# Passage
Conceptual Component on OLI Torus (30 points):

- This comprehensive quiz covers all course modules and must be completed during class time as per the schedule found in the course calendar.
- The quiz comprises 15 questions with a 30-minute time limit and is independent of the coding and write-up components.
- All components of the final exam must be completed within the designated final exam period, and no extensions will be granted. This structure ensures a comprehensive evaluation of the skills and knowledge acquired in the course.

End-of-course Survey

An end-of-course survey will be distributed around the final exam week. The survey aims to gather constructive feedback from students for further improvement and development of the course. To thank you for your time, students will be awarded 2% of the overall course grade for survey completion.

Accommodations

For Students with Disabilities

If you have a disability and have an accommodations letter from the Disability Resources office, I encourage you to discuss your accommodations and needs with me as early in the semester as possible. I will work with you to ensure that accommodations are provided as appropriate. If you suspect that you may have a disability and would benefit from accommodations but are not yet registered with the Office of Disability Resources, I encourage you to contact them at access@andrew.cmu.edu.

Medical Accommodations:

If you require accommodations for medical reasons, please contact Carnegie Mellon University’s Disability Resources to initiate the process. It is important to engage with Disability Resources directly for all accommodation requests, as they are equipped to assess and provide the necessary support in line with university procedures. Please refrain from sending any medical documentation directly to course instructors. As instructors, we are committed to implementing the accommodations approved by Disability Resources to ensure equitable access to our course.

# Tasks to complete
A - Translate this sentence from the syllabus excerpt into Spanish: "The quiz comprises 15 questions with a 30-minute time limit and is independent of the coding and write-up components."
B - According to the syllabus excerpt, what share of the overall course grade do students receive for completing the end-of-course survey?
C - Write the next part of the syllabus excerpt, picking up after its final sentence.
The lines after this syllabus excerpt have nothing to do with it.

# Data to examine
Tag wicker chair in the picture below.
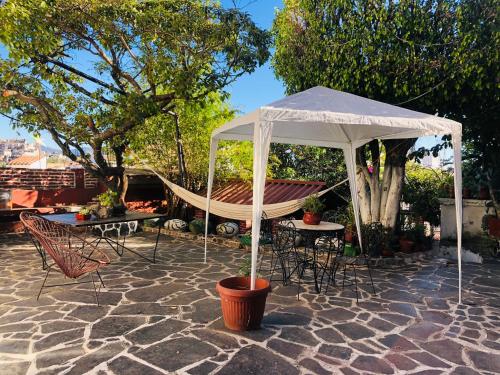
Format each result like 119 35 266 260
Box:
19 212 110 305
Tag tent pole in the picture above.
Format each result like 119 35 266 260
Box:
203 138 219 263
343 143 363 251
250 121 273 290
452 134 462 305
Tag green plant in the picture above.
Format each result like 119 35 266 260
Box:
78 207 92 215
403 163 453 226
272 0 500 232
0 0 271 200
302 194 325 214
97 189 118 208
403 224 427 243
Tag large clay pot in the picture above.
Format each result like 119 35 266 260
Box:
488 216 500 238
302 212 321 225
217 277 271 331
345 228 354 243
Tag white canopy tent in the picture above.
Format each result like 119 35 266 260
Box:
205 86 462 303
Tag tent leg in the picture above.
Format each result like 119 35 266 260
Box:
203 138 218 263
452 134 462 305
250 122 273 290
343 144 363 252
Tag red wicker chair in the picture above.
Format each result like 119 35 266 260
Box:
19 212 110 305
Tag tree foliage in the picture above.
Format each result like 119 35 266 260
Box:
131 94 253 192
0 0 269 201
271 144 347 185
403 163 453 226
273 0 499 228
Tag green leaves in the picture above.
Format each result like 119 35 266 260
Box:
0 0 270 187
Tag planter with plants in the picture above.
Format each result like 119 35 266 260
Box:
75 207 92 220
216 257 271 331
302 194 325 225
96 189 118 219
481 214 500 238
399 224 427 253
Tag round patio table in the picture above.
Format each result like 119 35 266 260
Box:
290 220 344 293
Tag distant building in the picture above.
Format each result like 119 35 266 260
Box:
7 154 47 169
0 139 38 163
422 155 443 169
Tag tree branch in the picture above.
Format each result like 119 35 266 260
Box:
39 55 127 95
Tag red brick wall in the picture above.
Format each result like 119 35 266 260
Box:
0 168 76 190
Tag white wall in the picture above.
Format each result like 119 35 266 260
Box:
439 198 489 239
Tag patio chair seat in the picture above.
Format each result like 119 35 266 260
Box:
19 211 110 305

# Task answers
A - El cuestionario consta de 15 preguntas con un límite de tiempo de 30 minutos y es independiente de los componentes de programación y de redacción.

B - 2% of the overall course grade.

C -
Take care of yourself

Do your best to maintain a healthy lifestyle this semester by eating well, exercising, avoiding drugs and alcohol, getting enough sleep, and taking some time to relax. This will help you achieve your goals and cope with stress.

All of us benefit from support during times of struggle. You are not alone. There are many helpful resources available on campus and an important part of the college experience is learning how to ask for help. Asking for support sooner rather than later is often helpful.

If you or anyone you know experiences any academic stress, difficult life events, or feelings like anxiety or depression, we strongly encourage you to seek support. Counseling and Psychological Services (CaPS) is here to help: call 412-268-2922 and visit their website at http://www.cmu.edu/counseling/. Consider reaching out to a friend, faculty, or family member you trust for help getting connected to the support that can help.

If you or someone you know is feeling suicidal or in danger of self-harm, call someone immediately, day or night:
CaPS: 412-268-2922
Resolve Crisis Network: 888-796-8226

If the situation is life-threatening, call the police:

  • On-campus: CMU Police: 412-268-2323
  • Off-campus: 911

Please let us know if you have questions about this or your coursework.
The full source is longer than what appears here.